Gestelde opdracht 1: Herschrijf in de toelichting het stuk van "volksvertegenwoordiger is, is" tot en met "in te stellen.", waarbij u "commissie" vervangt door "werkgroep".
Gestelde opdracht 2: Schrijf een vervolg op de toelichting dat aansluit op de laatste zin ervan.

De raad heeft de bevoegdheid om te besluiten tot het hertellen van de stemmen en zelfs de

bevoegdheid om te besluiten tot een herstemming, beide eventueel in een deel van de gemeente bij een aantal specifieke stembureaus. Het proces-verbaal vormt de aanleiding tot een besluit tot

hertelling of herstemming. Dit dient concrete aanwijzingen te bevatten waarop de raad tot een dergelijk besluit over gaat. Het feit dat een fractie een klein aantal (bijv. 3) stemmen te weinig heeft om een extra zetel te behalen is geen valide motivering om tot hertelling over te gaan. Een procesverbaal waaruit blijkt dat kiezers bezwaar hebben gemaakt over de onzorgvuldige wijze waarop het stembureau na sluiting de stemmen heeft geteld, kan dit wel zijn.

Artikel 8 Benoemingsprocedure wethouders

Dit artikel geeft invulling aan een leemte in de Gemeentewet. Uit de Kieswet vloeit het geloofsbrievenonderzoek van raadsleden voort. Aangezien de wethouder geen gekozen

volksvertegenwoordiger is, is hierover niets in de Kieswet geregeld. De Gemeentewet geeft wel aan welke formele eisen gesteld worden aan een wethouder maar niet op welk moment deze getoetst worden. De formele eisen voor het wethouderschap zijn grotendeels vergelijkbaar met de vereisten voor het raadlidmaatschap (Gemeentewet artikel 36a, 36b, 41b en 41c). Het ligt voor de hand om voor het benoemen van wethouders ook een commissie voor het onderzoek naar de geloofsbrieven in te stellen.

Datasetrijen over waar objecten zich bevinden:
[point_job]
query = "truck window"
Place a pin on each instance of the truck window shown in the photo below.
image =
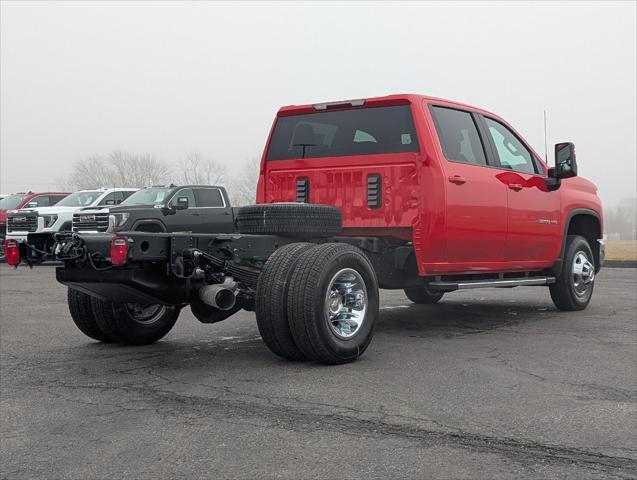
(512, 153)
(361, 131)
(458, 136)
(56, 198)
(41, 201)
(185, 192)
(209, 197)
(113, 198)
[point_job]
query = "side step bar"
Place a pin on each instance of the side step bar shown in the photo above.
(445, 286)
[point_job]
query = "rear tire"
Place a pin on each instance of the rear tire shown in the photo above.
(573, 289)
(133, 324)
(83, 317)
(333, 303)
(290, 219)
(271, 301)
(423, 296)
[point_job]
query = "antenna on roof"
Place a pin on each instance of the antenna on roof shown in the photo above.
(546, 150)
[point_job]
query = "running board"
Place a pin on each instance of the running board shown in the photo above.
(502, 283)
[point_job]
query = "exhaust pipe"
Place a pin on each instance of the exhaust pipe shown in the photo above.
(220, 295)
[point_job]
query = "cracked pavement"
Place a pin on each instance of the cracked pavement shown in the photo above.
(490, 383)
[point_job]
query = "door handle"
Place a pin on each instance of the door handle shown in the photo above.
(457, 179)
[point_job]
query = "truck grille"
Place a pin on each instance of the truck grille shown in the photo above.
(90, 222)
(22, 222)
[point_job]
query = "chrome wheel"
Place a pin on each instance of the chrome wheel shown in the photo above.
(583, 274)
(145, 313)
(346, 303)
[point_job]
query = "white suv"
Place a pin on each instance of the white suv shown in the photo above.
(59, 217)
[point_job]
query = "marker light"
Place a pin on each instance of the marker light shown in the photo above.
(119, 250)
(12, 252)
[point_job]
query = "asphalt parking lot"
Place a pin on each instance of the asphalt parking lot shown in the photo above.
(486, 384)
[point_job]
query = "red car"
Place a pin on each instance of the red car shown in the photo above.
(399, 192)
(16, 201)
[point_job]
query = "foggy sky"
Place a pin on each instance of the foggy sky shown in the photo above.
(170, 78)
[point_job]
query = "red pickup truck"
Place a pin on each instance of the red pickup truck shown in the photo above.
(398, 192)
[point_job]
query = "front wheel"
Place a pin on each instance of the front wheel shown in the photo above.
(134, 323)
(573, 289)
(332, 303)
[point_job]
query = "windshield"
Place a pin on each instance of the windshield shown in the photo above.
(147, 196)
(361, 131)
(79, 199)
(12, 201)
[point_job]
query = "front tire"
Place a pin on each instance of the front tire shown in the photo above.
(83, 317)
(573, 289)
(133, 323)
(333, 303)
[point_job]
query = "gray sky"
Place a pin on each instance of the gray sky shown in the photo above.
(169, 78)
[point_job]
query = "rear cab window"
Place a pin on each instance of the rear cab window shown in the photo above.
(458, 135)
(358, 131)
(512, 153)
(209, 197)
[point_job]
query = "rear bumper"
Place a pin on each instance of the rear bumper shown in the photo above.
(138, 285)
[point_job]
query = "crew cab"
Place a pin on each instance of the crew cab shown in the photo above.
(15, 201)
(186, 208)
(398, 192)
(44, 221)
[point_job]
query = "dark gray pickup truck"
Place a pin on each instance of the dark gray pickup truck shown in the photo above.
(185, 208)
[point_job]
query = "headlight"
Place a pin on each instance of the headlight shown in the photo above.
(49, 220)
(116, 220)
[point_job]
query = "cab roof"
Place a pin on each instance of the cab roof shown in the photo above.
(387, 100)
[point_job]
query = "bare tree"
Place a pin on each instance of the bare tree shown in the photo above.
(195, 169)
(117, 169)
(243, 187)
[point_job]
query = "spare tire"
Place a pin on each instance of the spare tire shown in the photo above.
(290, 219)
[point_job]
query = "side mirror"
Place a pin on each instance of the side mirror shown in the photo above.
(565, 161)
(181, 204)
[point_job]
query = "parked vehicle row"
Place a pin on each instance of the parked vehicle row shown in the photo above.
(399, 192)
(188, 208)
(17, 201)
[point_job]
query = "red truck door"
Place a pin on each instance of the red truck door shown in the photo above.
(476, 216)
(533, 212)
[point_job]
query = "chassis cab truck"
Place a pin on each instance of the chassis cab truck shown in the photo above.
(398, 192)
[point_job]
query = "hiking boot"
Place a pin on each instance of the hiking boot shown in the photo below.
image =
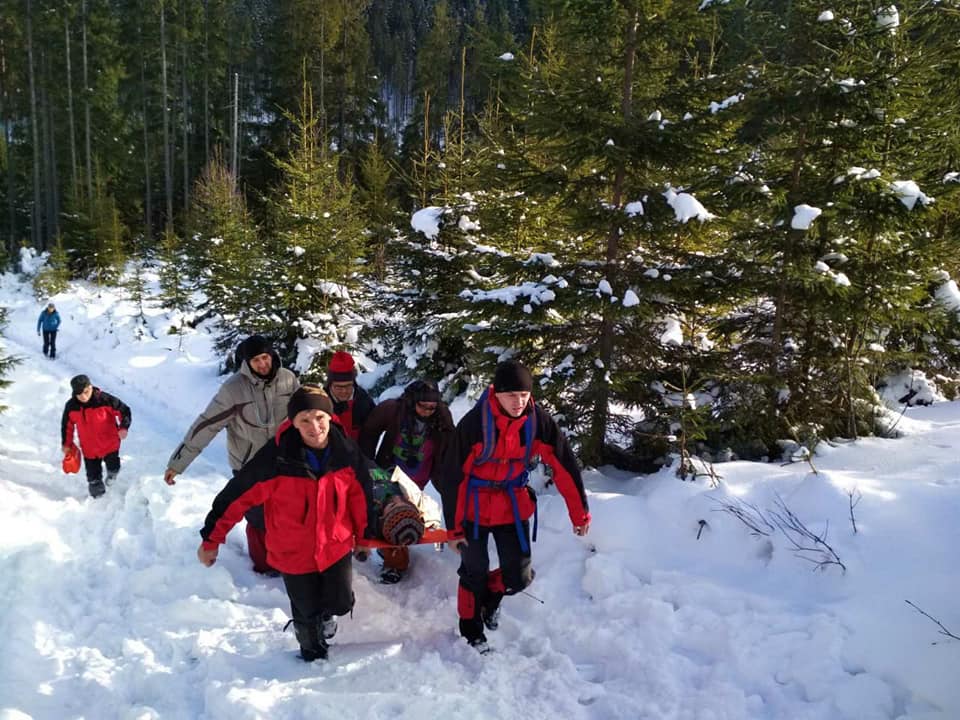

Schriftelijk antwoord 1:
volksvertegenwoordiger is, is hierover niets in de Kieswet geregeld. De Gemeentewet geeft wel aan welke formele eisen gesteld worden aan een wethouder maar niet op welk moment deze getoetst worden. De formele eisen voor het wethouderschap zijn grotendeels vergelijkbaar met de vereisten voor het raadlidmaatschap (Gemeentewet artikel 36a, 36b, 41b en 41c). Het ligt voor de hand om voor het benoemen van wethouders ook een werkgroep voor het onderzoek naar de geloofsbrieven in te stellen.

Schriftelijk antwoord 2:
Dit artikel is ook van toepassing als er geen wethouder van buiten maar uit de raad wordt benoemd, de incomptabiliteiten en nevenfuncties dienen immers opnieuw beoordeeld te worden.

Een raadslid dat benoemd wordt tot wethouder mag raadslid blijven totdat de geloofsbrieven van zijn opvolger zijn goedgekeurd (artikel 36b, lid 2 Gemeentewet). In het geval de coalitie in de raad een meerderheid heeft van één stem kan het verstandig zijn eerst als raadslid ontslag te nemen en een nieuw raadslid te benoemen. Het vooraf ontslag nemen als raadslid is een risico. Het kan immers gebeuren dat deze persoon of niet tot wethouder wordt benoemd of dat de geloofsbrieven niet worden goedgekeurd.

Artikel 9. Fracties

Bij de aanvang van de eerste zitting van de nieuwe raad na de verkiezingen, worden de leden die op dezelfde lijst hebben gestaan, als één fractie beschouwd. De fractie gebruikt in de vergadering van de raad de aanduiding die zij boven de kandidatenlijst had staan. Op deze wijze is de relatie tussen de fractie in de raad en de fractie op de kandidatenlijst voor de burger duidelijk. Het kan echter

(15)

voorkomen dat een fractie geen aanduiding boven de kandidatenlijst heeft staan. In een dergelijk geval deelt de fractie in de eerste vergadering de aanduiding mee.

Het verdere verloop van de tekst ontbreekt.